# Directions for this task
Which lines make up the answer? Those from the line with "Could you please mark the silhouetted" through the end of the data; reproduce them exactly.

# Data
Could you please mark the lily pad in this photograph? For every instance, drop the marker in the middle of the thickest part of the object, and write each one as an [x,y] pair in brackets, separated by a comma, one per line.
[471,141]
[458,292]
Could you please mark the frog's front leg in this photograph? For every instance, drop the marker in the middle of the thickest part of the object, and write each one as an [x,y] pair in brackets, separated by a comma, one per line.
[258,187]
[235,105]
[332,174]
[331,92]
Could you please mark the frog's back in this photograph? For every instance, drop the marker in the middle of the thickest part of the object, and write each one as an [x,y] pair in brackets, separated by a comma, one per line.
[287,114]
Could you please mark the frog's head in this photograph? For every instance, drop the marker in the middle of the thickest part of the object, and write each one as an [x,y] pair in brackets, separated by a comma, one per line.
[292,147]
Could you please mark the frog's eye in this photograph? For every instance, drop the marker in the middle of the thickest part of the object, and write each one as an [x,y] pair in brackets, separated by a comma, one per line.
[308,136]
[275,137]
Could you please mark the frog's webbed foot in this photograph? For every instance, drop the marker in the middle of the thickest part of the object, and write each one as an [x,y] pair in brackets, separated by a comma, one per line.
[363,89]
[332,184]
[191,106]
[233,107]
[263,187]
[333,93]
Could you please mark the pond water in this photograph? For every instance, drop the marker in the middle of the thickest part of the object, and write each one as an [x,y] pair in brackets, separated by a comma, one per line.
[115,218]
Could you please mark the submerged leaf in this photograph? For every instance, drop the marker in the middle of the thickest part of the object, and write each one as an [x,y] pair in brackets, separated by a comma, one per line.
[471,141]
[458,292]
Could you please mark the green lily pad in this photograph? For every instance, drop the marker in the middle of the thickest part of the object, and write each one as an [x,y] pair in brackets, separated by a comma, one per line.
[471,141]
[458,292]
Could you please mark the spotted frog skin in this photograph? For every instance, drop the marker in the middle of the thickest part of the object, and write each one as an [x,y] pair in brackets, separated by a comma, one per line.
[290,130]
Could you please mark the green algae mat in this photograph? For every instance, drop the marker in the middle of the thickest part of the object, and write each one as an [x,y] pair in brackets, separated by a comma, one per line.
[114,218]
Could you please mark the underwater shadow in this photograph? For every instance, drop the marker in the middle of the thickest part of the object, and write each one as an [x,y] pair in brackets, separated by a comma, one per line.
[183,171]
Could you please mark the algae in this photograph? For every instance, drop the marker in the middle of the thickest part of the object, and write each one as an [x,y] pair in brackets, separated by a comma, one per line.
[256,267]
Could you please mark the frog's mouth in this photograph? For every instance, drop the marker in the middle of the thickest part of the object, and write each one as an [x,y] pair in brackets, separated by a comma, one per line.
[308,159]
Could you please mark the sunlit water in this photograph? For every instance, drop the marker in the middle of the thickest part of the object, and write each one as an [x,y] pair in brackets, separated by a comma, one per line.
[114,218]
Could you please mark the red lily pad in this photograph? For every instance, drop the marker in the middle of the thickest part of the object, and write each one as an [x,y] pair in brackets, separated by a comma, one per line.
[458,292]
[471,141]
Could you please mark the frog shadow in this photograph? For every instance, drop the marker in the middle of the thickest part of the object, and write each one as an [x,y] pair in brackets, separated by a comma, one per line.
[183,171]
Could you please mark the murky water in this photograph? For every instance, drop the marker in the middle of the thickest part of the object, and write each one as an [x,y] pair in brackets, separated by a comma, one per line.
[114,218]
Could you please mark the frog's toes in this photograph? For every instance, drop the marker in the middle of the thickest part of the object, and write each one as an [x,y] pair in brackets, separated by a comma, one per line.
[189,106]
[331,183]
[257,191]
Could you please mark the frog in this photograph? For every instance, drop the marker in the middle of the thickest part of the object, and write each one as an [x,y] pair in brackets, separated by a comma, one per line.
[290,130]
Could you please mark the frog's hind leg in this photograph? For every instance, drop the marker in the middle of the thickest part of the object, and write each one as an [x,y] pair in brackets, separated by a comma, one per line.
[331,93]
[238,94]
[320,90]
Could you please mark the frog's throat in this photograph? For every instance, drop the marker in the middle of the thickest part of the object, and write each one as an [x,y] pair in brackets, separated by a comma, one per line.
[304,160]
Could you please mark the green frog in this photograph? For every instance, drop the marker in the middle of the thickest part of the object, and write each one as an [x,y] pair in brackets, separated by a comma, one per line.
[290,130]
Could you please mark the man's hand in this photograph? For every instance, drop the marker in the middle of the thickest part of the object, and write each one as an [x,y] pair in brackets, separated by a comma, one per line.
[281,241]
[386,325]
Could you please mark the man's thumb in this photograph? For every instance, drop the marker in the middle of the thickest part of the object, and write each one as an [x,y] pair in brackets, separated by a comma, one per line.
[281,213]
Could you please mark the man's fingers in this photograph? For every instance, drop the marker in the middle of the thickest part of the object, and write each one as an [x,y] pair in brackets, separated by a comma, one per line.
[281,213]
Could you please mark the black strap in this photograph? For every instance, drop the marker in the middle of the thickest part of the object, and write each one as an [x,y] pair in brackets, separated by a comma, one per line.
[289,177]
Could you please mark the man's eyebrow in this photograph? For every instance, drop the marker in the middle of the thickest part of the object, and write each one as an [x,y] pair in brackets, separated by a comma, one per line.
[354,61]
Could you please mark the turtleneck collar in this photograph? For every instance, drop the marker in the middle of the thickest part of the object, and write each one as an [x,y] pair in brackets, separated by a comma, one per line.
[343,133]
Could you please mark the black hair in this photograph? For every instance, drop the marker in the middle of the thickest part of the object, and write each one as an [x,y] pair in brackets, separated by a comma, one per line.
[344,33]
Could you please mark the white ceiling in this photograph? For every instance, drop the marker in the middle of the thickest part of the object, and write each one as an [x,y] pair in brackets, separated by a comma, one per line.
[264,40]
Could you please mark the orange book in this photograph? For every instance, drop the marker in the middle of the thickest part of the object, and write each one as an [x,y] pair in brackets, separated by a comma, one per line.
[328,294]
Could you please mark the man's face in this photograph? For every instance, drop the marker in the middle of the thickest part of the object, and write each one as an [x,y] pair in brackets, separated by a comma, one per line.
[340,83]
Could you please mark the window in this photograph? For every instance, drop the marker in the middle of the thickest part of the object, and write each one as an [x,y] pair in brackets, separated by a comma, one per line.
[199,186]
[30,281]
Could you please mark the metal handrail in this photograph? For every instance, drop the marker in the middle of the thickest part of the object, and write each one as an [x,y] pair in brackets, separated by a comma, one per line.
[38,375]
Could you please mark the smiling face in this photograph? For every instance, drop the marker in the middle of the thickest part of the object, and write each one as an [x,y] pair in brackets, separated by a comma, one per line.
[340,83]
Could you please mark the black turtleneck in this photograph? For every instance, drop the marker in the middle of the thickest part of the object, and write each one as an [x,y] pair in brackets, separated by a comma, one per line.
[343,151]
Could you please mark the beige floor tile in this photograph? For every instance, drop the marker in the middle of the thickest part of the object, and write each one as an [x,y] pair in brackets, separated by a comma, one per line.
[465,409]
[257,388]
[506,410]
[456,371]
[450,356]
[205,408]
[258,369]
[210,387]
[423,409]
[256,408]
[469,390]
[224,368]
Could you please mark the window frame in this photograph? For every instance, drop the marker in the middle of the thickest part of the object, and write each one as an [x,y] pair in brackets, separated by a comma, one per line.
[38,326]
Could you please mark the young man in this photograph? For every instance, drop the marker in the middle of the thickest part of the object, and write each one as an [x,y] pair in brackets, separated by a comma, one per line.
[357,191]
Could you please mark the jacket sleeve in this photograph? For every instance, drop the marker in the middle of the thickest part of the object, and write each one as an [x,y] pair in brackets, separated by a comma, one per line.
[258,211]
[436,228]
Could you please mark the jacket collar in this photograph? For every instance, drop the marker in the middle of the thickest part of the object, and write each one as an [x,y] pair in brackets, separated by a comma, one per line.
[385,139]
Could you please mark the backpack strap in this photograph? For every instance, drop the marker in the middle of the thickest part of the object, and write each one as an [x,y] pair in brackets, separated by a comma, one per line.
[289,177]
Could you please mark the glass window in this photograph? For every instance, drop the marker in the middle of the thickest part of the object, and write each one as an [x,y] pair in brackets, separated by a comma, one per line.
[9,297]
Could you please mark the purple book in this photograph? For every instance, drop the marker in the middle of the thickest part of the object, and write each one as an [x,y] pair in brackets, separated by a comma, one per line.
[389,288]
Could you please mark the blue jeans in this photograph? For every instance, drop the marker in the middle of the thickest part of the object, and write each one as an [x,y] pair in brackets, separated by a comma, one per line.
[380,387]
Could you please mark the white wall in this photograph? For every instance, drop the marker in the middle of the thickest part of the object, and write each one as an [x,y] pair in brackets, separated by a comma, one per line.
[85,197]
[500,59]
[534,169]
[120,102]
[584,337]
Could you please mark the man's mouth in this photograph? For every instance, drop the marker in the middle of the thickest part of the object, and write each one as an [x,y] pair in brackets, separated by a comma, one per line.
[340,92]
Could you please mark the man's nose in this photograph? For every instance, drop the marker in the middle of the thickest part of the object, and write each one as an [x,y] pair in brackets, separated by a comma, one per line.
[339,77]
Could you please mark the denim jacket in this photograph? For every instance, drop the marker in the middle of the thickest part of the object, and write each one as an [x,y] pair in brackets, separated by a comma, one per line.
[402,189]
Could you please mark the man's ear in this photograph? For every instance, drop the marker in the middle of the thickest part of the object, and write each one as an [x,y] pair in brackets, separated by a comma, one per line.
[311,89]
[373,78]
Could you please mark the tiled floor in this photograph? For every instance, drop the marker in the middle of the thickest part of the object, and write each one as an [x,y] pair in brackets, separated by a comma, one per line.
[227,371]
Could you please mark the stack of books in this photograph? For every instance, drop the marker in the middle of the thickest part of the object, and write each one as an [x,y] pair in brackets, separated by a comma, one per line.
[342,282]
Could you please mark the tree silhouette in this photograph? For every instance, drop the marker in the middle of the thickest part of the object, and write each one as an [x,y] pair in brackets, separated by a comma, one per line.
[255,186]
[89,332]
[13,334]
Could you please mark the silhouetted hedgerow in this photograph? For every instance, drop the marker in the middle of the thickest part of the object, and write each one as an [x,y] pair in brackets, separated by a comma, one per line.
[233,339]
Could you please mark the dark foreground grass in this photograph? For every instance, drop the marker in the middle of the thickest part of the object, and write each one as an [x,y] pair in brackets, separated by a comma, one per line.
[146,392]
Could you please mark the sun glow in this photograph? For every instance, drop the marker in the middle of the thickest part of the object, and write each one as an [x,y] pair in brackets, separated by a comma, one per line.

# Your response
Could you please mark the silhouetted hedgerow in this photograph? For every instance, drop the marker in the middle of the thickest part of the object, and write each one as an [x,y] pair in brackets, separated by a comma, one per line.
[233,339]
Could you please mark the dark foreground grass in this photograph? For every instance, drop the marker in the middle of the thickest part of the object, and write each one as an [x,y] pair in brackets, separated by a comma, one per line.
[146,392]
Could you please mark the sun glow in this photograph? For every instance, drop the marker in the middle of the thickest part of the object, and write each one as an [x,y] pair in brackets, separated by a comma, one per line.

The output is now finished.